▸ What is needed
Substitute "file" for "document" in the stretch from the start of the entries through the line containing "positive clicks: (330, 327)", and give those lines again with everything else unchanged.

══════════════════════════════

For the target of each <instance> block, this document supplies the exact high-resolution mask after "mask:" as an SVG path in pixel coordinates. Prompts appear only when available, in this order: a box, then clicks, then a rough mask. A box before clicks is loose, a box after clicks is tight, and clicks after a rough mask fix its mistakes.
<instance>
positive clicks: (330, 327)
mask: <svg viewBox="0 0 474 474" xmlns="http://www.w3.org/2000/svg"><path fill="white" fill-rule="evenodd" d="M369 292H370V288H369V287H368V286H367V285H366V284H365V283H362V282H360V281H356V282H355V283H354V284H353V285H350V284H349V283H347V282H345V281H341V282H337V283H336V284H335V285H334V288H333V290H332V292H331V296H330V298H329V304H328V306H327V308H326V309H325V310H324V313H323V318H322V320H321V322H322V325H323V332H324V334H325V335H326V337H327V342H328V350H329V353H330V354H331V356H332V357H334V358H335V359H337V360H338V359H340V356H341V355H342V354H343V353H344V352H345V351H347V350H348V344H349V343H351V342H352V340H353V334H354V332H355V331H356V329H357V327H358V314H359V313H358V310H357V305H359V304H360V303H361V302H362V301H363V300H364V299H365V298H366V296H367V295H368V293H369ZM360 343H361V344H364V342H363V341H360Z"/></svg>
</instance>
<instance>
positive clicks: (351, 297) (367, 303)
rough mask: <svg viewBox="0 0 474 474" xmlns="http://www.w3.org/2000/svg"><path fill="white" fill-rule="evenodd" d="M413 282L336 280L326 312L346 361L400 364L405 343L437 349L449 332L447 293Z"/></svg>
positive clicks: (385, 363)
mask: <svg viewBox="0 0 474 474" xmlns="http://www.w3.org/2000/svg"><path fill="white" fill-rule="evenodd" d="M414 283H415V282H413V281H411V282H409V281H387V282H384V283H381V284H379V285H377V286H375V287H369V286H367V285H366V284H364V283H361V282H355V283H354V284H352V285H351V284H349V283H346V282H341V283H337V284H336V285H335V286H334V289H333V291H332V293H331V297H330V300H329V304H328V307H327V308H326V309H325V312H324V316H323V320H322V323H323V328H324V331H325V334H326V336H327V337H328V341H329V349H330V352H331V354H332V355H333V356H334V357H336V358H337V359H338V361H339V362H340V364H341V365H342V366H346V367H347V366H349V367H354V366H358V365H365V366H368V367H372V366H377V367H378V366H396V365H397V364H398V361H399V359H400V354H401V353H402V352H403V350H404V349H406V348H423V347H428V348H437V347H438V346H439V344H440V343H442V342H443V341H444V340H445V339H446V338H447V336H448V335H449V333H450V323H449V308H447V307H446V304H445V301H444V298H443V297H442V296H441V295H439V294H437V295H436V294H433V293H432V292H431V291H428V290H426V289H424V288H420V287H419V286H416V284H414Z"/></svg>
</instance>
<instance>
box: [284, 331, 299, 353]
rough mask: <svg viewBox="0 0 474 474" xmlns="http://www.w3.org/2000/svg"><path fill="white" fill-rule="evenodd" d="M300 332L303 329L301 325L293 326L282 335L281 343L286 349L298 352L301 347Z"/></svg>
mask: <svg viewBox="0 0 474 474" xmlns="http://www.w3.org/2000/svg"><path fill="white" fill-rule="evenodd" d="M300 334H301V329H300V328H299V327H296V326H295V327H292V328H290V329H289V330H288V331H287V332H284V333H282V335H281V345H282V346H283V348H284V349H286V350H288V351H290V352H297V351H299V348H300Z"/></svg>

══════════════════════════════

▸ Your solution
For the target of each <instance> block, this file supplies the exact high-resolution mask after "mask:" as an SVG path in pixel coordinates. Prompts appear only when available, in this order: a box, then clicks, then a rough mask. A box before clicks is loose, a box after clicks is tight, and clicks after a rough mask fix its mistakes.
<instance>
positive clicks: (330, 327)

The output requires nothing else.